### Exercise requirements
Extract the full set of records, then give each one again exactly.

Saved data entries:
*** Begin section ***

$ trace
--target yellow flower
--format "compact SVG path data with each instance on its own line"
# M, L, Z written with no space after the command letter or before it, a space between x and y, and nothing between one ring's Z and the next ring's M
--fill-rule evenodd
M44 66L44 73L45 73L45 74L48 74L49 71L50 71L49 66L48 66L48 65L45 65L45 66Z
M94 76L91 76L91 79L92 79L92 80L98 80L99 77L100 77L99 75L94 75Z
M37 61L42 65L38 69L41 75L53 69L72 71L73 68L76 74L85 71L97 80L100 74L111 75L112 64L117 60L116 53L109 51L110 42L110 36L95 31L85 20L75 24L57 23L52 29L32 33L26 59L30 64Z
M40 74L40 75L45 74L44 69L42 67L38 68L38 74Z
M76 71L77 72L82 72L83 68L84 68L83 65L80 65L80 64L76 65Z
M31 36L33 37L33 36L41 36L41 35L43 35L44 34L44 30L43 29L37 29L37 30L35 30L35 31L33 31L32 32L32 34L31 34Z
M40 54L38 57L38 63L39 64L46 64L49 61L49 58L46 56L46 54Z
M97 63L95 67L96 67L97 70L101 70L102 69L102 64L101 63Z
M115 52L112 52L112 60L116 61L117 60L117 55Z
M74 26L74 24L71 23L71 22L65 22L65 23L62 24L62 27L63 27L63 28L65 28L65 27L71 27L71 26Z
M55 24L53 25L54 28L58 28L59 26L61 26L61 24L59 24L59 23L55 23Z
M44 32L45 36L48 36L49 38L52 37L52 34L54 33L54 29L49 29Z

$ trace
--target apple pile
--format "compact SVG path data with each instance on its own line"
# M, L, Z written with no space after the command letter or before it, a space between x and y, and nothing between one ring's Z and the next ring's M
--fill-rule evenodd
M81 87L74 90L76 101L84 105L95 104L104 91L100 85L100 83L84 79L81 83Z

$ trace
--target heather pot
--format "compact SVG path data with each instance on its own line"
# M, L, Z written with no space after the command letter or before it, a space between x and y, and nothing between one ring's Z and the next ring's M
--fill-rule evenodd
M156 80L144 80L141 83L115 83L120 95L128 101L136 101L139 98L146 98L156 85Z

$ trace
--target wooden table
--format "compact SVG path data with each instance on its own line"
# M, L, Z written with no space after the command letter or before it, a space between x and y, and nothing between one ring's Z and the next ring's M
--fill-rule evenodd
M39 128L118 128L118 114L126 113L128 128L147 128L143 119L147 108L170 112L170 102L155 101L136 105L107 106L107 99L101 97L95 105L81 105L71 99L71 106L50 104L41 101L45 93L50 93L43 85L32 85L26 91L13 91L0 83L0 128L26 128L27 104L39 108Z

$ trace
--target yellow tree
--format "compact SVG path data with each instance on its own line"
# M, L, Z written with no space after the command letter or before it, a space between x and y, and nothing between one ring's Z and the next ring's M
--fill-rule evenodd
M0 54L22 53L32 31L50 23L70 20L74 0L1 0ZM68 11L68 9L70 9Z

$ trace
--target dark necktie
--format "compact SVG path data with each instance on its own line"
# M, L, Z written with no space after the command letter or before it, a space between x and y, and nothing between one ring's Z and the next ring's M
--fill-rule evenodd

*** End section ***

### Solution to this problem
$ trace
--target yellow flower
--format "compact SVG path data with each instance on its own line"
# M, L, Z written with no space after the command letter or before it, a space between x and y, and nothing between one ring's Z and the next ring's M
--fill-rule evenodd
M44 66L44 73L45 73L45 74L48 74L49 71L50 71L49 66L48 66L48 65L45 65L45 66Z
M94 76L91 76L91 79L92 79L92 80L98 80L99 77L100 77L99 75L94 75Z
M37 61L42 65L38 69L41 75L53 69L72 71L73 68L76 74L85 71L97 80L100 74L111 75L112 64L117 60L116 53L109 51L110 42L110 36L95 31L85 20L75 24L57 23L52 29L32 33L26 59L30 64Z
M40 74L40 75L45 74L44 69L42 67L38 68L38 74Z
M76 71L77 72L82 72L83 68L84 68L83 65L80 65L80 64L76 65Z
M31 36L33 37L33 36L41 36L41 35L43 35L44 34L44 30L43 29L37 29L37 30L35 30L35 31L33 31L32 32L32 34L31 34Z
M40 54L38 57L38 63L39 64L46 64L49 61L49 58L46 56L46 54Z
M97 63L95 67L96 67L97 70L101 70L102 69L102 64L101 63Z
M115 52L112 52L112 60L116 61L117 60L117 55Z
M74 26L74 24L71 23L71 22L65 22L65 23L62 24L62 27L63 27L63 28L65 28L65 27L71 27L71 26Z
M55 24L53 25L54 28L58 28L59 26L61 26L61 24L59 24L59 23L55 23Z
M44 32L45 36L48 36L49 38L52 37L52 34L54 33L54 29L49 29Z

$ trace
--target apple pile
--format "compact SVG path data with each instance on its own line"
# M, L, Z written with no space after the command letter or before it, a space between x and y, and nothing between one ring's Z and the next ring's M
--fill-rule evenodd
M81 87L74 90L76 101L84 105L95 104L104 91L100 85L100 83L84 79L81 83Z

$ trace
--target heather pot
--format "compact SVG path data with each instance on its own line"
# M, L, Z written with no space after the command letter or before it, a space between x and y, and nothing between one ring's Z and the next ring's M
--fill-rule evenodd
M156 80L144 80L141 83L115 83L120 95L128 101L136 101L139 98L146 98L156 85Z

$ trace
--target wooden table
--format "compact SVG path data with each instance on its own line"
# M, L, Z written with no space after the command letter or before it, a space between x and y, and nothing between one ring's Z and the next ring's M
--fill-rule evenodd
M39 128L118 128L118 114L126 113L128 128L147 128L143 119L147 108L170 112L170 102L155 101L136 105L107 106L107 99L101 97L95 105L81 105L71 99L71 106L50 104L41 101L45 93L50 93L43 85L32 85L26 91L13 91L0 83L0 128L26 128L27 104L39 108Z

$ trace
--target yellow tree
--format "compact SVG path data with each instance on its own line"
# M, L, Z written with no space after the command letter or before it, a space between x and y, and nothing between one ring's Z and the next ring's M
--fill-rule evenodd
M0 54L22 53L32 31L50 23L70 20L74 0L1 0ZM68 11L68 9L70 9Z

$ trace
--target dark necktie
--format "compact SVG path data with each instance on its own line"
# M, L, Z written with no space after the command letter or before it, a space between x and y, and nothing between one ring's Z and the next ring's M
--fill-rule evenodd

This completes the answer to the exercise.